Design Twee Noorse huisartsen interviewden eenmalig twee focusgroepen van 6 en 7 huisartsen in de regio Stavanger, 8 vrouwen en 5 mannen. Zij vroegen naar specifieke situaties waarin de arts het gesprek over alcohol begon, naar succesverhalen en mislukkingen.
Analyse De gesprekken werden opgenomen en omgezet in verbatims. Analyse volgens systematische tekstcondensatie leverde in een aantal groepen items op die werden samengevat in begrippen en concepten.
Resultaten Redenen om op eigen initiatief over alcohol te beginnen waren: voorgevoel, ongeruste familieleden, recente ernstige incidenten of routinevragen bij hypertensie, keuringen of kennismaking met nieuwe patiënten (hierbij gefaciliteerd door het elektronisch patiëntendossier). Artsen vonden deze routinevragen over alcoholgebruik niet problematisch, maar directe confrontatie wel, bijvoorbeeld door de angst dat de patiënt niet meer terugkomt en doorgaat met drinken. Als de arts-patiëntrelatie goed was, durfden de artsen duidelijker te zijn.
Het vermoeden van een alcoholprobleem ontstond als patiënten zich bij herhaling ziek melden, afspraken afzeggen of de schone schijn ophouden. Verscheidene artsen vonden het moeilijk om naar alcoholgebruik te vragen als ze wisten dat de patiënt een moeilijke tijd doormaakte. In plaats daarvan vroegen zij bij voorbeeld naar angst of depressie en bij bevestiging daarvan of alcohol de symptomen verlichtte.
Familieleden moesten er toestemming voor geven dat hun zorgen rechtstreeks aan de patiënt werden meegedeeld. Na ziekenhuisbehandeling bespraken de huisartsen het alcoholgebruik met de patiënt. De patiënten bagatelliseerden het incident vaak, maar waren soms ook opgelucht dat het probleem werd aangekaart.
De ervarener huisartsen waren bezorgd over het alcoholgebruik door jongeren, vooral meisjes, maar ze vonden het moeilijk dit te bespreken vanwege de grote discrepantie tussen gebruik en officiële aanbevelingen. Bovendien wilden ze niet moralistisch lijken.
Het is de vraag of deze overwegingen er allemaal wel toe doen, gezien de ambivalentie bij de dokters en ontwijkgedrag, bagatellisering of ontkenning bij patiënten. Toch waren er ook succesverhalen, waarin huisartsen patiënten hadden geholpen minder te drinken en gezonder te leven.
Conclusie De huisartsen in dit onderzoek presenteerden verschillende strategieën om alcoholproblemen te ontdekken. Ze kwamen in actie op grond van symptomen, incidenten, niet-pluisgevoel of routinevragen. Ze deden geen gevalideerde screening, maar pasten pragmatische casefinding aan hun setting aan. Het zijn vooral de jongere artsen die bij nieuwe patiënten routinematig vragen naar alcoholgebruik.

·····

Opdrachten =>
1. Hoeveel huisartsen namen volgens de tekst over alcoholgesprekken in totaal deel aan de twee focusgroepen?
2. Bewerk het deel van de tekst over alcoholgesprekken dat opent met de woorden "Analyse De gesprekken" en sluit met "duidelijker te zijn.". Zet daarin "letterlijke uitschriften" in plaats van "verbatims".

·····

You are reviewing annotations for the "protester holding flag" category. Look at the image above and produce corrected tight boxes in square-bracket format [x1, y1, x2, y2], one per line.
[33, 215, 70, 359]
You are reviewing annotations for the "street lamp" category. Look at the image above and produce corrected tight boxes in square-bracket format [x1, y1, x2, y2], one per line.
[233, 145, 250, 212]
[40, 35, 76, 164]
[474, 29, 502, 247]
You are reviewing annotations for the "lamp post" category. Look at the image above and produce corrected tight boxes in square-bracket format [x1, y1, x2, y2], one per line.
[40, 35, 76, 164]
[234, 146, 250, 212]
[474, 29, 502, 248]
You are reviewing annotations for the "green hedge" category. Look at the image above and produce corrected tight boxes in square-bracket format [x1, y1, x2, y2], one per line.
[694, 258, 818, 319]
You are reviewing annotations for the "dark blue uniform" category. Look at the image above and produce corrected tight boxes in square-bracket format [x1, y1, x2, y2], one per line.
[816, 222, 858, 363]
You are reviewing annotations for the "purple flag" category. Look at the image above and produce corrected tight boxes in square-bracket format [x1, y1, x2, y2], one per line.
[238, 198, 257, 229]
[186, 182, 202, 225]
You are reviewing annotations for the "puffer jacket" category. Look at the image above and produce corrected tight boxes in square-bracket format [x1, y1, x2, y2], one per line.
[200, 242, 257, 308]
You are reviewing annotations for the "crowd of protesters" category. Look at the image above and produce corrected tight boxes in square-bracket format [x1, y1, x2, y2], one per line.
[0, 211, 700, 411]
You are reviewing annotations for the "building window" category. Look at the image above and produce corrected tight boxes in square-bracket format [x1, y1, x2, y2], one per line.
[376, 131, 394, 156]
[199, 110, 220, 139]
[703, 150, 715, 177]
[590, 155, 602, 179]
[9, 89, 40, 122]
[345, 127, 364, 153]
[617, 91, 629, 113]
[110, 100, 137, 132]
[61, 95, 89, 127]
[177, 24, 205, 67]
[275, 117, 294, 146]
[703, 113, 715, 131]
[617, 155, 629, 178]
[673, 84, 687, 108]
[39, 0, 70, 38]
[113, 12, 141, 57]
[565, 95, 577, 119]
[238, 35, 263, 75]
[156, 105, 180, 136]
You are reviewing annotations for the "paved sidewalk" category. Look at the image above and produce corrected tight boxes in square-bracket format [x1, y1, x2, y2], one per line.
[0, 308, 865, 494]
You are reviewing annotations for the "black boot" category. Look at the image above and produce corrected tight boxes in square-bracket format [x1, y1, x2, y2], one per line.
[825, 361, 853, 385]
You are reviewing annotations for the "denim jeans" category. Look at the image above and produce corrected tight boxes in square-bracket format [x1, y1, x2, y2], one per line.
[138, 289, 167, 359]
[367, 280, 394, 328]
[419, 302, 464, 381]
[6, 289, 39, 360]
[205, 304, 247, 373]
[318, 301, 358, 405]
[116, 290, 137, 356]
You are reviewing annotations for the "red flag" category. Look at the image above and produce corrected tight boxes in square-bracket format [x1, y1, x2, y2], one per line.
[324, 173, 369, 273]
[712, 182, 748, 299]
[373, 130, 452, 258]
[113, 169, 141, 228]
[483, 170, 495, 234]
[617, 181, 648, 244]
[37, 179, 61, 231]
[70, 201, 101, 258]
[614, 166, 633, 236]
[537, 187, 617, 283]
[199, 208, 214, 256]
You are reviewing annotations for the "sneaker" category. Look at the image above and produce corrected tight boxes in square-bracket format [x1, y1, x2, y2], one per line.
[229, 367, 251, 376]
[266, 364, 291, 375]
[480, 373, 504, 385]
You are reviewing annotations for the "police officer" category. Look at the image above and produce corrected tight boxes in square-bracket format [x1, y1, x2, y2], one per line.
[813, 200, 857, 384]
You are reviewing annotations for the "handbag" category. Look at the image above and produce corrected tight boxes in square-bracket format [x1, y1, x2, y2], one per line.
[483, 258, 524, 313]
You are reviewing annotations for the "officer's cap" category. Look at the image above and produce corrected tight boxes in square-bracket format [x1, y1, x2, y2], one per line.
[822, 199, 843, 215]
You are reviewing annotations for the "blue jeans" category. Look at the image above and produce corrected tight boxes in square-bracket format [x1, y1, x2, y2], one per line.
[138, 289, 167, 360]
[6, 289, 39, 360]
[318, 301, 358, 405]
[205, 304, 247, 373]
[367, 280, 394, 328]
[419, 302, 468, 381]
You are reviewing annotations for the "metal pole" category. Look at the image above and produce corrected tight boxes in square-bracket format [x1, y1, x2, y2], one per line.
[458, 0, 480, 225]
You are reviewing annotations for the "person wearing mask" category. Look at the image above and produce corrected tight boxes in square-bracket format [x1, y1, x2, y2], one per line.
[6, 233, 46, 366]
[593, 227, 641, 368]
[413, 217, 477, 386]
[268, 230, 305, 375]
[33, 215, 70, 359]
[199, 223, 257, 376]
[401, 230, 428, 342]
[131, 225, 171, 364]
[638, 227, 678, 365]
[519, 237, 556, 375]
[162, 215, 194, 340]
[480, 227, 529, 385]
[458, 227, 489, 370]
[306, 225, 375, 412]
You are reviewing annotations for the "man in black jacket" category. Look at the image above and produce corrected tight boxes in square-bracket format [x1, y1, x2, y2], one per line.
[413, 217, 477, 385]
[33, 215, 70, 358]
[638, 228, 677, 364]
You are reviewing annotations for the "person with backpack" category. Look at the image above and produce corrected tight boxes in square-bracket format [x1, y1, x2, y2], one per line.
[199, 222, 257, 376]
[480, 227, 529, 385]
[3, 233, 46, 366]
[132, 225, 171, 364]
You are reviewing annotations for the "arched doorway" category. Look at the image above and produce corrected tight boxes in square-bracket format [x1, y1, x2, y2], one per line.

·····

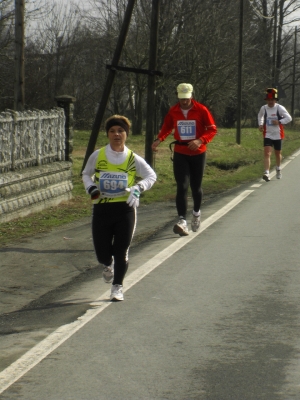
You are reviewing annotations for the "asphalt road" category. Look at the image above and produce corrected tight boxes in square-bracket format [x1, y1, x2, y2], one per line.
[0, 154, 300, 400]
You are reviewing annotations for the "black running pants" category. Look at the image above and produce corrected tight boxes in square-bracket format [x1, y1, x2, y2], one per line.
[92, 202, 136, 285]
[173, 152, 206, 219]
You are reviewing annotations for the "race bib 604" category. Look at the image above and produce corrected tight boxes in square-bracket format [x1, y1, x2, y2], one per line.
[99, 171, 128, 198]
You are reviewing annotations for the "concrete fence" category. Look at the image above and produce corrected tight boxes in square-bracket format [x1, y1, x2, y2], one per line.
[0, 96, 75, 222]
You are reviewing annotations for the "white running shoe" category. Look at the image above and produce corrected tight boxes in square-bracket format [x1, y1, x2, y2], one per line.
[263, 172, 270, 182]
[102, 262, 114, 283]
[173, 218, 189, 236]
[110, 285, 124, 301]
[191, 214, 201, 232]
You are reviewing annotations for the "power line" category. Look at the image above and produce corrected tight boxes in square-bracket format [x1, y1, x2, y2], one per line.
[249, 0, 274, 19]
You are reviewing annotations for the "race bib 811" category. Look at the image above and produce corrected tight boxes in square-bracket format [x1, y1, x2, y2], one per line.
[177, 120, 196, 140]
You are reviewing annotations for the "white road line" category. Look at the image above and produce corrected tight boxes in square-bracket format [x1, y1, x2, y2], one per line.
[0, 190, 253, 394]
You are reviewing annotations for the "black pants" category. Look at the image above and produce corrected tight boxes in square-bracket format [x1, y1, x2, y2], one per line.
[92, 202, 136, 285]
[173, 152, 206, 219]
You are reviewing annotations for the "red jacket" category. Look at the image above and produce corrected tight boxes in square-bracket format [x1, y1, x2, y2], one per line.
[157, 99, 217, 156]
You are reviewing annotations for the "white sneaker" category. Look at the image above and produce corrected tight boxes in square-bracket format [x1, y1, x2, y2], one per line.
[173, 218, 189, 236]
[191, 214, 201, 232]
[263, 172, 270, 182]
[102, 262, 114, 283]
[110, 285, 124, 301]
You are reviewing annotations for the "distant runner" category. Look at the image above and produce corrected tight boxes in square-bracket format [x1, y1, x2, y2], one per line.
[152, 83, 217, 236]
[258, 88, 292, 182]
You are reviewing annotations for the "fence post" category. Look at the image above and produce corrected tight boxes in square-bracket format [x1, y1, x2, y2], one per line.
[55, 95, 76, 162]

·····

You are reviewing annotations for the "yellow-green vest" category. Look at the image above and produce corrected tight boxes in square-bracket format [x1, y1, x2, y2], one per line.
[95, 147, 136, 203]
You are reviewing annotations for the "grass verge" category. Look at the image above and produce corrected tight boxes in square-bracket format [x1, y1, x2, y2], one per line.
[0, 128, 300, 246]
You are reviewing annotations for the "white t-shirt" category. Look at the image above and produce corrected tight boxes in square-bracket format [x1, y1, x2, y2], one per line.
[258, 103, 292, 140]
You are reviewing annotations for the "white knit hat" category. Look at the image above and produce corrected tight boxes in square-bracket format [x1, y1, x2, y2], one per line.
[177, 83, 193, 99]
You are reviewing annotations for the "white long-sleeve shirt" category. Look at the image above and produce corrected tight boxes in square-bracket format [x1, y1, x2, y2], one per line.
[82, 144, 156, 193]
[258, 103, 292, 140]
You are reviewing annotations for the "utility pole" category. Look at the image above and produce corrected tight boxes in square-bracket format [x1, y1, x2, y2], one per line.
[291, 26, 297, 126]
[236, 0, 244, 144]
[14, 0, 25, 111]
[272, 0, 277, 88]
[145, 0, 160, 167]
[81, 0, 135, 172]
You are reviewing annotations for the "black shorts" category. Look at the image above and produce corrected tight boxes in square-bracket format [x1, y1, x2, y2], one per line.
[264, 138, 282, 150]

·····

Antwoorden per opdracht =>
1. Dertien huisartsen: 8 vrouwen en 5 mannen.

2.
Analyse De gesprekken werden opgenomen en omgezet in letterlijke uitschriften. Analyse volgens systematische tekstcondensatie leverde in een aantal groepen items op die werden samengevat in begrippen en concepten.
Resultaten Redenen om op eigen initiatief over alcohol te beginnen waren: voorgevoel, ongeruste familieleden, recente ernstige incidenten of routinevragen bij hypertensie, keuringen of kennismaking met nieuwe patiënten (hierbij gefaciliteerd door het elektronisch patiëntendossier). Artsen vonden deze routinevragen over alcoholgebruik niet problematisch, maar directe confrontatie wel, bijvoorbeeld door de angst dat de patiënt niet meer terugkomt en doorgaat met drinken. Als de arts-patiëntrelatie goed was, durfden de artsen duidelijker te zijn.